= PROBLEM DETAILS =
Which lines in the data below contain the string "work"? Select each one and copy it in full. Case counts.

Location annotation dataset excerpts:
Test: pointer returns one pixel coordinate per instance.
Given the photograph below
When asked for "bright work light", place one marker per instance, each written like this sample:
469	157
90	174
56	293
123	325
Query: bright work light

= THE SOLUTION =
When asked for "bright work light", place one marker per instance, each written like this sample:
Query: bright work light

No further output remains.